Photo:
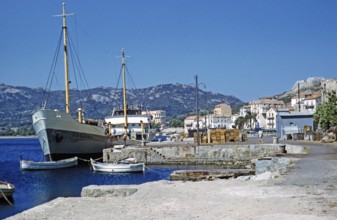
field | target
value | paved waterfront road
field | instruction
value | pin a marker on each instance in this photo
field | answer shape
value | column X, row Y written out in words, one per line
column 317, row 168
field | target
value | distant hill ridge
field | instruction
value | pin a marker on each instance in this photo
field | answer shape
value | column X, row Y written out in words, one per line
column 17, row 103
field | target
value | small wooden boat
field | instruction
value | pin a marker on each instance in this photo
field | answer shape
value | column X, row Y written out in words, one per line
column 6, row 190
column 117, row 167
column 48, row 165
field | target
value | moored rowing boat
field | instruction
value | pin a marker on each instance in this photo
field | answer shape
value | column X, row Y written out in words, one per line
column 47, row 165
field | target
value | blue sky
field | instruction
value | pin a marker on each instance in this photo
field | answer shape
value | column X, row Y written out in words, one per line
column 245, row 48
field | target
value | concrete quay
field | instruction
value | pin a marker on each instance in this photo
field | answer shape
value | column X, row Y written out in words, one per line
column 306, row 191
column 232, row 156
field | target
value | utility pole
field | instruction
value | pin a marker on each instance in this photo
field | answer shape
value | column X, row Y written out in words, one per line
column 197, row 106
column 298, row 96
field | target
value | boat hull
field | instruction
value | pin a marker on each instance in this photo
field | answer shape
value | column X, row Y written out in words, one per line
column 48, row 165
column 118, row 168
column 61, row 136
column 7, row 190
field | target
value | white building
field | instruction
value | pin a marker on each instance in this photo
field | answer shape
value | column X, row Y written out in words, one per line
column 271, row 118
column 261, row 107
column 306, row 102
column 220, row 121
column 158, row 116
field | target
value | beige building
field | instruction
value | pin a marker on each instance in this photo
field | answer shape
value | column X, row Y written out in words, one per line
column 158, row 116
column 223, row 110
column 190, row 123
column 261, row 107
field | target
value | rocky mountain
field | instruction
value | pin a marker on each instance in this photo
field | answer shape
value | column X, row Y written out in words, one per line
column 308, row 86
column 18, row 103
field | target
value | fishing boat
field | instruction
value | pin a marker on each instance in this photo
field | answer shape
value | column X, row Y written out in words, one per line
column 48, row 165
column 60, row 135
column 130, row 123
column 6, row 190
column 117, row 167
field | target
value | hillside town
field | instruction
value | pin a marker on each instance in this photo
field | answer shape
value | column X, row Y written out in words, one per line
column 286, row 120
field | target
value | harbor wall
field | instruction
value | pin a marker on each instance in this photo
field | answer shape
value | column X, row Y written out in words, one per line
column 229, row 156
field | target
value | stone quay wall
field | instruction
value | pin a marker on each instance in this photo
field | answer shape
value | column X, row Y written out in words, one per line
column 229, row 156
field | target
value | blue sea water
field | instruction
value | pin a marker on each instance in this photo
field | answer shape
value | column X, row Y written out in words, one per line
column 33, row 188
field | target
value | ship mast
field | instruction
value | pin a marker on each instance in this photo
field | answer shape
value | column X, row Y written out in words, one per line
column 65, row 52
column 124, row 98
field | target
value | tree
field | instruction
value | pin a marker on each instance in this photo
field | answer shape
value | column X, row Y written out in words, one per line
column 240, row 122
column 249, row 118
column 326, row 114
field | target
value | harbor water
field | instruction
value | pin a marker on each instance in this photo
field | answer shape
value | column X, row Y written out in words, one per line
column 37, row 187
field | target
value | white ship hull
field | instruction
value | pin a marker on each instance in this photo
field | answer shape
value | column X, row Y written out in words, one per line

════════

▶ _EXERCISE INSTRUCTIONS_:
Give the number of lines in the records that contain the string "wall", and write nothing besides that number.

▶ _TASK RESULT_:
2